- [Data listing]
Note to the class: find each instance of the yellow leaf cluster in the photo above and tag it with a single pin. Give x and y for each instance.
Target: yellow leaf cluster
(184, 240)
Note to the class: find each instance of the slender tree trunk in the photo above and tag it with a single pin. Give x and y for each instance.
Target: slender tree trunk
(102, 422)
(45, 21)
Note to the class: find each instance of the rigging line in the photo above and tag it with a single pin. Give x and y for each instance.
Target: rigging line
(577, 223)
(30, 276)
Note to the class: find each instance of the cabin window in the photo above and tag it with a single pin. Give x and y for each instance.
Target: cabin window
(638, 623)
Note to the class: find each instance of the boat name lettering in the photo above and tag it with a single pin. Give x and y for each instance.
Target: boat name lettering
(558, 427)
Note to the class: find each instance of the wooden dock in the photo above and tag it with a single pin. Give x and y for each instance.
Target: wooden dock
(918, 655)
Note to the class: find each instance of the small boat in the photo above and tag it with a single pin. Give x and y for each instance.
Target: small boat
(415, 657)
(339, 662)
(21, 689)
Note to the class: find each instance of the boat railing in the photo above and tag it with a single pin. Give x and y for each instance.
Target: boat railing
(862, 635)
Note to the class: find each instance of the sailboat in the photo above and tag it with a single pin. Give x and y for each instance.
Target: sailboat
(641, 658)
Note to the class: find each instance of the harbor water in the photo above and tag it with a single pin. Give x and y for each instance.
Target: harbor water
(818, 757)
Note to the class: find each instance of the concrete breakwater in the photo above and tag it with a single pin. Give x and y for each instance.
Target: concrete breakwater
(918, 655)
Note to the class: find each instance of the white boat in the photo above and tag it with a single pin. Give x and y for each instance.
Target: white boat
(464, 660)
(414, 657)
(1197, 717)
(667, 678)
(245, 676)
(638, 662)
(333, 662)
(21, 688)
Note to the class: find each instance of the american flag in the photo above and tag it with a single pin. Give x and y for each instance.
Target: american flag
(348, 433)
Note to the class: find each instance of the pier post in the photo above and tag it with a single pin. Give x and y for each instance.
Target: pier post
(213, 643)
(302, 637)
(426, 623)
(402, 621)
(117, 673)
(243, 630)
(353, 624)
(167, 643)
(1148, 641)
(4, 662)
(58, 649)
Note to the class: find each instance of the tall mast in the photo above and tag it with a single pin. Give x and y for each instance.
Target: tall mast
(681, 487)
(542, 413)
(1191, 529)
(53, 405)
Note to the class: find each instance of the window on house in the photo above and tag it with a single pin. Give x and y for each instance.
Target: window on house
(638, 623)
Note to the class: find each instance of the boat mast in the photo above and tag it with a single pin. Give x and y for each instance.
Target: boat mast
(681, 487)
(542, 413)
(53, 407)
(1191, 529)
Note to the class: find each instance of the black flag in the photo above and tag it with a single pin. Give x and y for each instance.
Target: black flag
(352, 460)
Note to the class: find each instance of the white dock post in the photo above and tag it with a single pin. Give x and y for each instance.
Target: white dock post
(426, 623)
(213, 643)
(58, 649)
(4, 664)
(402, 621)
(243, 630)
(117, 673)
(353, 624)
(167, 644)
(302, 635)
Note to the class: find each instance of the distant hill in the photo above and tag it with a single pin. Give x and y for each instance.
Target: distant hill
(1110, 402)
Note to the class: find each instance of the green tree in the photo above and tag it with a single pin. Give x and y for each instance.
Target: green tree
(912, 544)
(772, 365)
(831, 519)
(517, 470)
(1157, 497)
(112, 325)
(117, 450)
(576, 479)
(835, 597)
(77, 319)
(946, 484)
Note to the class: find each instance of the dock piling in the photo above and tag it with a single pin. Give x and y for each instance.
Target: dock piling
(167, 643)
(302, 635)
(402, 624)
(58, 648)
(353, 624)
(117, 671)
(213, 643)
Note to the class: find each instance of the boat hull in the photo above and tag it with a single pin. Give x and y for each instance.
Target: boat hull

- [What to work on]
Would you write out all of the data exactly as given?

- [Final answer]
Note to the class: find each instance of the yellow leaf cluster in the photo above and tag it with a single pin. Give x and y for each instance.
Target: yellow leaf cluster
(184, 240)
Note to the class: find each instance of the slender tree trunk in the photo above and tag it with a single pin. Give x and y for each instance.
Target: slender tree trunk
(102, 422)
(45, 21)
Note to the class: find each instance of the rigging line in the photo above and tag it with a single pin. Give x and y for each instance.
Target: rigging line
(577, 223)
(30, 276)
Note to the class: find each instance of the cabin window in the photo above and tag it with a single pin. Give x and y for each instance.
Target: cabin window
(638, 623)
Note to the class: find each instance of the boat name lettering in the photo above and tag it with a single pin. Give x and y for each instance.
Target: boat name lettering
(558, 427)
Note to the class: find each instance of the wooden dock in the photo above and tag it with a single pin. Give x and y for each instance.
Target: wooden dock
(918, 655)
Note to the class: find each instance of the small boat in the photo above and tag it with a single pin. Give x and y for each instance.
Target: small boat
(415, 657)
(339, 662)
(21, 689)
Note to the class: find each instance of the boat railing in the photo above and tag it with a single pin. Give x and y for each instance.
Target: boat railing
(862, 635)
Note to the class: find each instance of the sailboat in the photo above and tag it with a single pin. Give x and y for each instance.
Target: sailboat
(641, 658)
Note to the class: find each instance of the harbor water in the photo above and tag it with a single pin. Give x and y for each instance.
Target: harbor water
(818, 757)
Note to the class: find each instance of the concrete breakwater in the photo above and tag it with a single pin. Give x and y for each instance.
Target: concrete breakwater
(918, 655)
Note to the class: find each instance of the white boat in the photo above and tag it with a single pin. Give x and y for each instance.
Target: white boat
(464, 660)
(414, 657)
(1197, 717)
(667, 678)
(245, 676)
(638, 662)
(333, 662)
(21, 688)
Note to the class: find each instance of the american flag in the photo above and tag it with a single pin. Give x and y for each instance.
Target: american flag
(348, 433)
Note to the class: find each instance of the pier post in the photo above and tag it with a single pin. Give x and y for each instance.
Target: pier post
(213, 643)
(302, 637)
(426, 623)
(402, 621)
(117, 673)
(243, 630)
(353, 624)
(167, 643)
(1148, 641)
(4, 662)
(58, 649)
Note to the class: find each instance of the tall mast in the photo above and tag it with a single pin. Give x and y for each instance.
Target: tall mast
(681, 487)
(542, 413)
(1191, 529)
(53, 405)
Note to the class: find each instance of the window on house in the photo above and tag it with a single pin. Give x and y for each instance.
Target: window on house
(638, 623)
Note to the class: find each instance of the boat mast in the photo above and tag it with a single pin. Give x and y for each instance.
Target: boat mast
(681, 487)
(542, 413)
(53, 407)
(1191, 529)
Note to the class: find each instance of the black flag in the photo above and tag it with a single pin. Give x and y for each instance.
Target: black flag
(352, 460)
Note to the class: find each instance of the white dock post in the photo above and tag it with a single pin. Give x and y for each instance.
Target: white dock post
(426, 623)
(213, 643)
(58, 649)
(4, 664)
(402, 621)
(243, 630)
(117, 673)
(353, 624)
(167, 644)
(302, 635)
Note to the class: find each instance of the distant hill in the photo above and tag it with a single pin. Give x and y for each instance.
Target: distant hill
(1110, 402)
Note to the class: find each instance of the green tree in the photo above and tag it with a single pin. Give x and y for each instance.
Target: green tree
(912, 544)
(772, 365)
(831, 519)
(517, 470)
(1157, 497)
(112, 325)
(117, 450)
(576, 479)
(835, 597)
(77, 319)
(946, 484)
Note to the class: find each instance of the dock piling in the photo above and tag it with a single pin. Give x and y for each instance.
Target: dock piling
(167, 643)
(302, 635)
(402, 624)
(58, 648)
(353, 624)
(117, 671)
(213, 643)
Note to the class: find each instance of the boat hull in the photo above and tag it with a single pin. Give x and y for each instance.
Target: boat hull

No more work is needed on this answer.